*Text section*.

:::::

Hal walks back austerity budget plans. Sort of.

MLB's owners are meeting in Arizona this week, and yesterday Yankees' general partner Hal Steinbrenner took a moment to speak with reporters. Of course, the biggest ownership focused story in Yankeedom is the team's mandate to get below the luxury tax threshold before next season and, for the first time as far as I can tell, the Yankees' owner acknowledged that the plan is negotiable, and a secondary goal to fielding a winning team. “All I can continue to tell everyone is our commitment to the fans is never going to change. We will always field a championship-caliber team,” Steinbrenner told The Wall Street Journal and the New York Post yesterday. “Is our goal [a $189 million payroll] next year? Yes. But [we’ll go that low] only if I’m convinced if the team I see, that we’ve put together, is a championship-caliber team.”

Of course, it's certainly not clear that Steinbrenner's view of a "championship caliber team" will be the same as that of Yankee fans, so this could certainly be a PR smokescreen to mollify the fans and media as the worm begins to turn on ownership amidst a very quiet offseason in which the team's biggest move has been letting Nick Swisher skip town in order to save money. And Steinbrenner's view of how the team can win and drastically cut payroll at the same time doesn't exactly inspire confidence:

“The young players that have stepped up are going to have to continue to do so,” Steinbrenner said, “and some of the ones that haven’t yet are going to have to.”

He mentioned pitcher David Phelps as an example of the former group and pitchers Manny Banuelos and Michael Pineda, both of whom experienced disastrous 2012 campaigns, as part of the latter group.

Or, in other words, for Steinbrenner's plan to work, a fifth starter/swingman and two young pitchers coming off of Tommy John and shoulder surgery respectively will have to make serious contributions to the 2014 team. And Banuelous will apparently have to do that after missing almost two entire seasons, and with all of 58.1 career innings logged at Triple-A. That's totally realistic, right?

To be fair, I will say that Hal is mostly correct in his analysis of this offseason so far. “I’m surprised to hear that there’s anger, if you see what we’ve done this offseason,” he said. “We’ve signed three or four of the top free agents that were on the market, because we’re going to continue to field a championship-caliber team.” He's exaggerating, certainly, but re-signing Kiroki Kuroda and Andy Pettitte, plus moving quickly to add Kevin Youkilis after news of Alex Rodriguez's impending hip surgery broke, are certainly important moves that will have a big impact on the 2013 team, and an unusually thin free agent market didn't provide any clearly better alternatives. Then again, Hal did conveniently forget the part where they let one of their best hitters head to Cleveland without even a token effort at keeping him, didn't he?

:::::

*Exercise tasks*.
a - Retype the part of the Steinbrenner article that opens with the words containing "He mentioned pitcher" and closes with "totally realistic, right?".
b - In the Steinbrenner article, which pitcher does Steinbrenner name as an example of the young players who have stepped up?
The lines after this have nothing to do with the Steinbrenner article.

:::::

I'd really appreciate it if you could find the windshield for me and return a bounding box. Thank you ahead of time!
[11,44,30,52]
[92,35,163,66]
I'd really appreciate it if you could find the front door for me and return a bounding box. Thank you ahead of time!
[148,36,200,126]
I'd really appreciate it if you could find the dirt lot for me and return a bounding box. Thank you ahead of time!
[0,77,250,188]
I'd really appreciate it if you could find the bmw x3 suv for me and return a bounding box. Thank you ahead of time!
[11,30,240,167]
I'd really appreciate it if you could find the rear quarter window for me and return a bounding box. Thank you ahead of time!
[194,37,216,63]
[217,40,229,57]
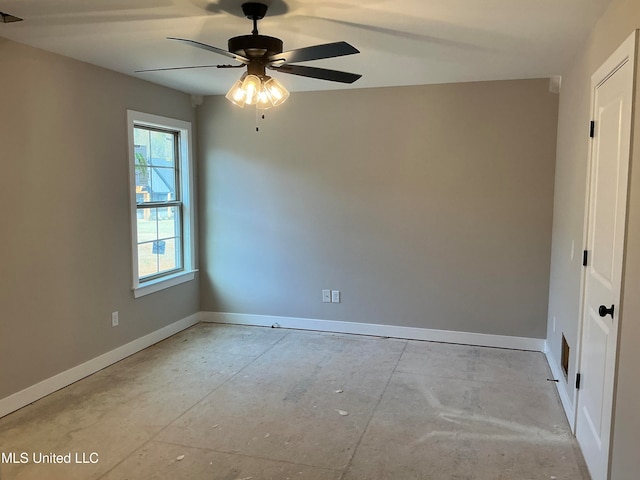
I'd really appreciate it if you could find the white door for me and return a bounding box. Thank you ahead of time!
[576,33,636,480]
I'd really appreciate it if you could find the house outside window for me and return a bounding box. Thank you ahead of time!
[127,110,195,297]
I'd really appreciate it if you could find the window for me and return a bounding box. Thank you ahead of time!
[127,110,195,297]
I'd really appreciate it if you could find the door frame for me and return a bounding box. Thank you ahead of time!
[570,30,640,480]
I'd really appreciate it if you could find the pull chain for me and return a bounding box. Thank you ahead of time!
[256,108,264,132]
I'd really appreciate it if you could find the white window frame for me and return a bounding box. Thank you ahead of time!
[127,110,198,298]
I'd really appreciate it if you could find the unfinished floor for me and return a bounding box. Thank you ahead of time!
[0,324,589,480]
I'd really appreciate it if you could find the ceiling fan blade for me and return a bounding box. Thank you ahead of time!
[273,65,362,83]
[167,37,249,65]
[134,65,244,73]
[268,42,360,64]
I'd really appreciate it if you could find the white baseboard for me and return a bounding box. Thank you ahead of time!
[0,313,200,418]
[544,342,576,433]
[200,312,545,352]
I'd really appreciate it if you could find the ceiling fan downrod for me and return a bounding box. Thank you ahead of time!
[242,2,269,35]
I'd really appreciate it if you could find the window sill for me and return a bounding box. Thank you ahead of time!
[133,270,198,298]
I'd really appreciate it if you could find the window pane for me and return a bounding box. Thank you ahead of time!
[136,206,182,278]
[149,130,177,167]
[158,238,181,272]
[137,208,158,243]
[144,167,179,202]
[138,242,158,277]
[158,207,182,238]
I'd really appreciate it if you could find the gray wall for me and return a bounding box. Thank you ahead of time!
[547,0,640,480]
[198,80,558,338]
[0,38,198,398]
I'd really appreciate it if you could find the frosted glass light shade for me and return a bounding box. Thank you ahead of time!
[264,77,289,107]
[242,75,262,105]
[225,77,246,108]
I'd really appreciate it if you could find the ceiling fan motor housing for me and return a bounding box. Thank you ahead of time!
[228,35,283,75]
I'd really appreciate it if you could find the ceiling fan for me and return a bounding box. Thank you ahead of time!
[136,2,362,109]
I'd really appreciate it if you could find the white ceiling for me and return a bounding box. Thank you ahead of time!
[0,0,609,95]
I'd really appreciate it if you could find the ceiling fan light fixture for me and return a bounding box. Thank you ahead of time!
[242,75,262,105]
[225,75,246,108]
[263,77,289,107]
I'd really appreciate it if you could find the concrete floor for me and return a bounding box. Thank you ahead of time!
[0,324,589,480]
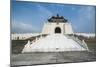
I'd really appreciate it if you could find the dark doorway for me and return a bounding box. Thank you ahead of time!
[55,27,61,33]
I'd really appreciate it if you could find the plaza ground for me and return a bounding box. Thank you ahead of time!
[11,39,96,66]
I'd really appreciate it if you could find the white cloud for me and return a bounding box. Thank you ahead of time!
[74,6,95,32]
[11,22,36,33]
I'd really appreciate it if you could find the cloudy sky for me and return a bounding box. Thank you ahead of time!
[11,1,96,33]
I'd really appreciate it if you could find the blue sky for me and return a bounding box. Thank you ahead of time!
[11,1,96,33]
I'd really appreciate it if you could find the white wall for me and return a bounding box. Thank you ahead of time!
[42,22,73,34]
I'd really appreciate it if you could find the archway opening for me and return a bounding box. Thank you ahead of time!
[55,27,61,33]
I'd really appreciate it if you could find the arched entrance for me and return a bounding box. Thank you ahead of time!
[55,27,61,33]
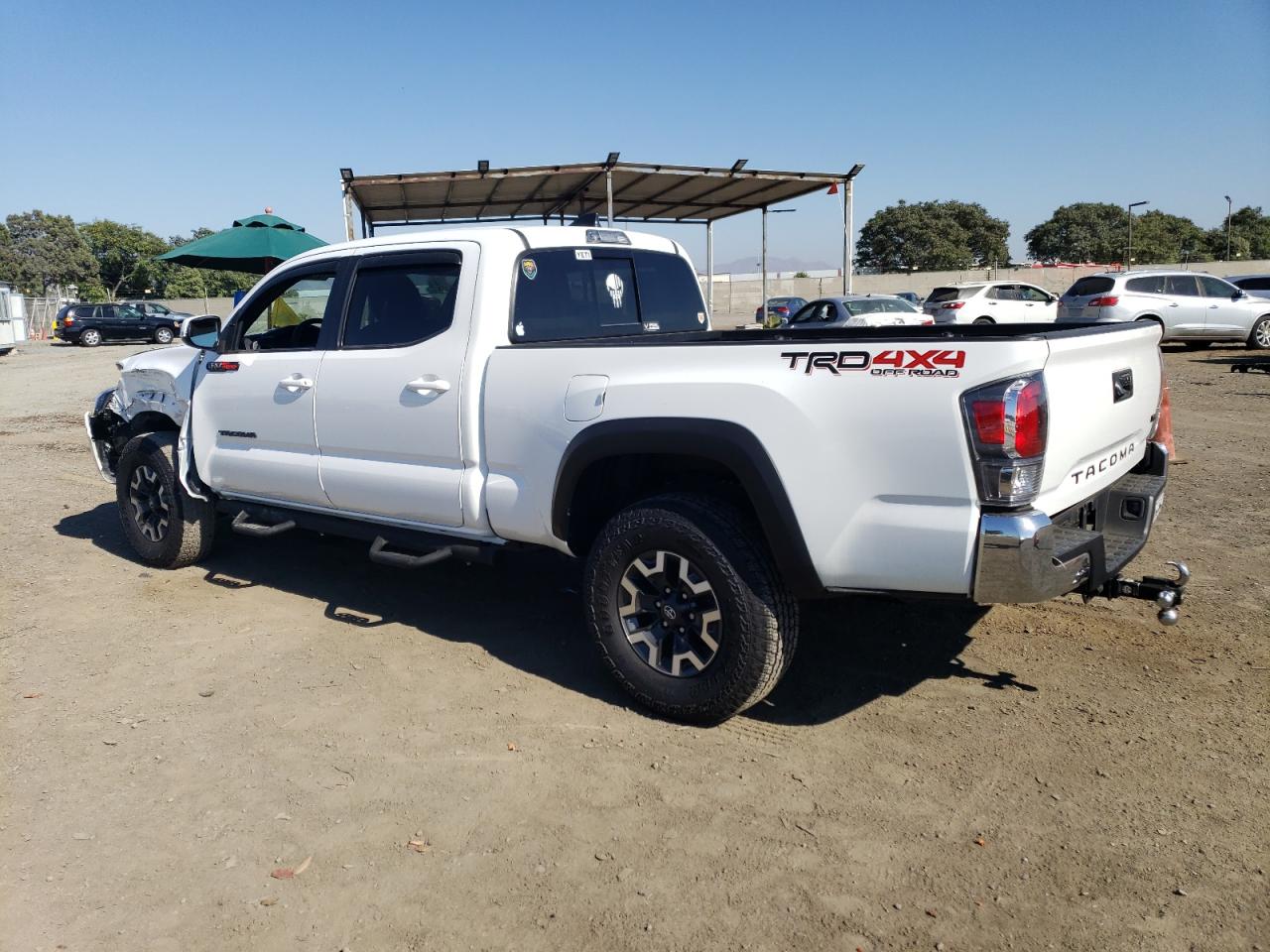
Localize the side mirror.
[181,313,221,350]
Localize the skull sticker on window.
[604,272,626,307]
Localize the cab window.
[227,272,335,350]
[1199,274,1234,298]
[341,258,461,349]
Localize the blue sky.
[0,0,1270,266]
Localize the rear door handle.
[405,375,449,394]
[278,373,314,394]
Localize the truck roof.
[287,225,684,264]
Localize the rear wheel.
[114,432,216,568]
[1248,313,1270,350]
[586,494,798,722]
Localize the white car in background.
[922,281,1058,323]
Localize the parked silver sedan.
[781,295,935,330]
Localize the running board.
[231,509,296,538]
[369,536,454,568]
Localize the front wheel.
[585,494,799,722]
[114,432,216,568]
[1248,313,1270,350]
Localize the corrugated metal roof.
[344,162,862,227]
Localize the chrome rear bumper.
[971,443,1169,604]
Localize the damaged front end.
[83,348,194,482]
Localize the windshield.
[842,299,899,317]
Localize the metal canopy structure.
[340,153,863,309]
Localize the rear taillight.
[961,375,1049,505]
[1151,354,1176,459]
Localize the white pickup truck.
[85,227,1185,721]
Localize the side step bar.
[369,536,454,568]
[230,509,296,538]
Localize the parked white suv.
[922,281,1058,323]
[1058,271,1270,350]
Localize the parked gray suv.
[1058,271,1270,350]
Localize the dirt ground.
[0,343,1270,952]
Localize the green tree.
[1126,210,1207,266]
[80,218,168,298]
[856,202,1010,272]
[0,208,98,295]
[1024,202,1137,264]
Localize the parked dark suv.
[54,304,181,346]
[119,300,194,321]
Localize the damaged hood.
[110,345,199,426]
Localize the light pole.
[1124,202,1151,271]
[1225,195,1232,262]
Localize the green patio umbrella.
[156,214,326,274]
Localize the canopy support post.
[344,182,353,241]
[706,219,713,321]
[758,204,767,327]
[842,176,856,295]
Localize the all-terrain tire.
[585,494,799,724]
[114,432,216,568]
[1248,313,1270,350]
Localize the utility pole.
[1124,202,1151,271]
[1225,195,1232,262]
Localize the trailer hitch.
[1098,561,1190,625]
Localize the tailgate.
[1036,322,1161,516]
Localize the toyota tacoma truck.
[85,227,1185,721]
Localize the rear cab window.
[1124,274,1165,295]
[926,289,978,304]
[512,248,706,343]
[1065,277,1115,298]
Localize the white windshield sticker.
[604,272,626,307]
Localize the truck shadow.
[56,503,1035,725]
[745,595,1036,726]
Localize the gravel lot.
[0,343,1270,952]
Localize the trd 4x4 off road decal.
[781,350,965,377]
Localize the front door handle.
[278,373,314,394]
[405,373,449,394]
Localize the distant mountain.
[698,255,842,274]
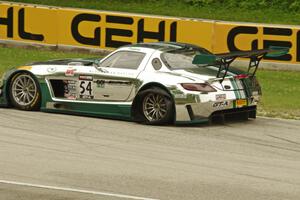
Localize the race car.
[0,42,288,124]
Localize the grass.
[257,70,300,119]
[8,0,300,25]
[0,47,300,119]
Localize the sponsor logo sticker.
[212,101,229,108]
[236,99,247,107]
[65,68,76,76]
[79,75,93,81]
[216,94,226,101]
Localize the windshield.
[161,49,212,70]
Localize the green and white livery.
[0,42,288,124]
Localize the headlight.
[181,83,217,92]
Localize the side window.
[101,51,145,69]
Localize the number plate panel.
[78,80,94,99]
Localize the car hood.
[28,58,100,66]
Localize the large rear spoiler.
[193,46,289,82]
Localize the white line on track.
[0,180,159,200]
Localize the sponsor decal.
[47,66,56,73]
[78,80,94,99]
[0,2,300,63]
[79,75,93,81]
[216,94,226,101]
[18,66,32,70]
[65,68,76,76]
[212,101,229,108]
[236,99,247,107]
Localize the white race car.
[0,42,288,124]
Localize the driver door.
[93,51,147,101]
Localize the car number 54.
[79,81,94,99]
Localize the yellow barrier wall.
[0,1,300,64]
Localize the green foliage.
[181,0,300,12]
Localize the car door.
[91,51,147,101]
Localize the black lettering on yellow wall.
[0,7,14,38]
[18,8,44,41]
[170,22,177,42]
[227,26,258,51]
[71,13,101,46]
[263,27,292,36]
[264,40,292,61]
[137,19,165,42]
[105,15,133,48]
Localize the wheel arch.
[5,70,42,106]
[131,82,176,121]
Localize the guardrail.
[0,1,300,70]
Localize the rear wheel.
[142,88,174,124]
[9,72,41,110]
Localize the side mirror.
[193,54,217,65]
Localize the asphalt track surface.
[0,109,300,200]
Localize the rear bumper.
[175,97,257,123]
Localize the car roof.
[125,42,203,52]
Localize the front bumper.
[175,97,258,123]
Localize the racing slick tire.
[141,87,174,125]
[9,72,41,111]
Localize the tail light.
[181,83,217,92]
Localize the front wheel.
[9,72,41,110]
[142,88,174,124]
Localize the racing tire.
[140,87,174,125]
[9,72,41,111]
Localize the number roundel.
[79,80,94,99]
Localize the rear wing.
[193,46,289,82]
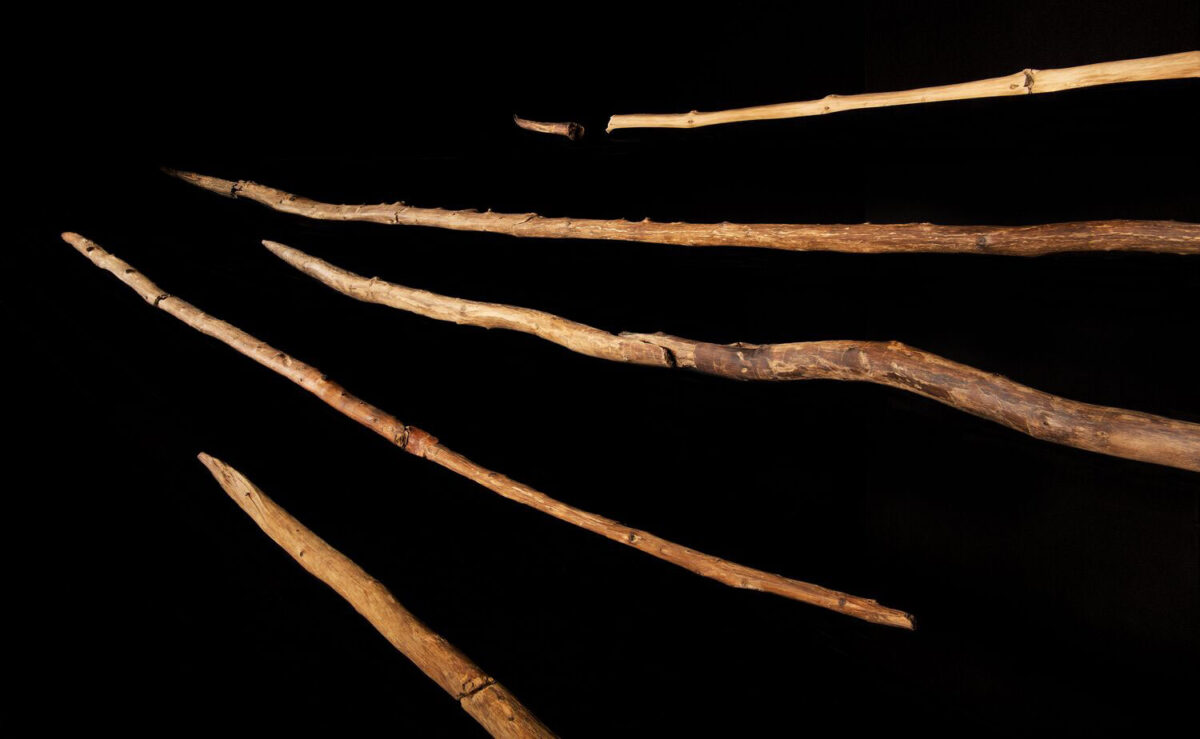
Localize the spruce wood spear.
[199,452,554,739]
[164,169,1200,257]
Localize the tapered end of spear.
[61,232,96,253]
[263,239,312,274]
[162,167,238,198]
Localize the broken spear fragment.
[62,233,912,629]
[166,169,1200,257]
[199,452,554,739]
[263,241,1200,471]
[607,52,1200,133]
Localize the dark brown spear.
[62,233,912,629]
[512,115,583,142]
[608,52,1200,132]
[263,241,1200,471]
[166,169,1200,257]
[199,452,554,739]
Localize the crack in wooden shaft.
[166,169,1200,257]
[607,52,1200,133]
[199,452,554,738]
[263,241,1200,471]
[62,233,912,629]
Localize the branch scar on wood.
[164,169,1200,257]
[263,241,1200,471]
[62,233,912,629]
[199,452,554,738]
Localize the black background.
[11,1,1200,735]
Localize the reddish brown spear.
[62,233,912,629]
[166,169,1200,257]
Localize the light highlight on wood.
[62,233,912,629]
[166,169,1200,257]
[263,241,1200,471]
[608,52,1200,133]
[199,452,554,739]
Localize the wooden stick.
[512,115,583,142]
[166,169,1200,257]
[62,233,912,629]
[199,452,554,738]
[607,52,1200,133]
[263,241,1200,471]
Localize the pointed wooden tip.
[162,167,238,198]
[263,239,304,269]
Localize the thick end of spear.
[161,167,238,198]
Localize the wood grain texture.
[512,115,583,142]
[166,169,1200,257]
[62,233,912,629]
[263,241,1200,471]
[607,52,1200,133]
[199,452,554,738]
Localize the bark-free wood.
[199,452,554,739]
[167,169,1200,257]
[62,233,912,629]
[263,241,1200,471]
[608,52,1200,133]
[512,115,583,142]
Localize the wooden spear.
[607,52,1200,133]
[199,452,554,739]
[62,233,912,629]
[263,241,1200,471]
[166,169,1200,257]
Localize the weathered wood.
[199,452,554,739]
[608,52,1200,133]
[167,169,1200,257]
[512,115,583,142]
[263,241,1200,471]
[62,233,912,629]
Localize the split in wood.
[263,241,1200,471]
[62,233,912,629]
[166,169,1200,257]
[512,115,583,142]
[608,52,1200,133]
[199,452,554,739]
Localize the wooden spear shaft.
[512,115,583,142]
[199,452,554,739]
[263,241,1200,471]
[166,169,1200,257]
[62,233,912,629]
[607,52,1200,133]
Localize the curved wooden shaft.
[167,170,1200,257]
[263,241,1200,471]
[512,115,583,142]
[62,233,912,629]
[199,452,554,739]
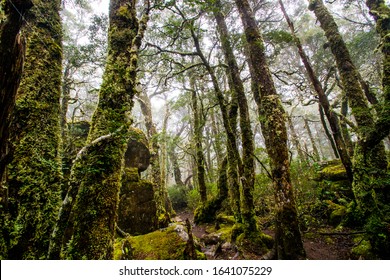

:::::

*Answers for this exercise*.
a -
He mentioned pitcher David Phelps as an example of the former group and pitchers Manny Banuelos and Michael Pineda, both of whom experienced disastrous 2012 campaigns, as part of the latter group.

Or, in other words, for Steinbrenner's plan to work, a fifth starter/swingman and two young pitchers coming off of Tommy John and shoulder surgery respectively will have to make serious contributions to the 2014 team. And Banuelous will apparently have to do that after missing almost two entire seasons, and with all of 58.1 career innings logged at Triple-A. That's totally realistic, right?

b - David Phelps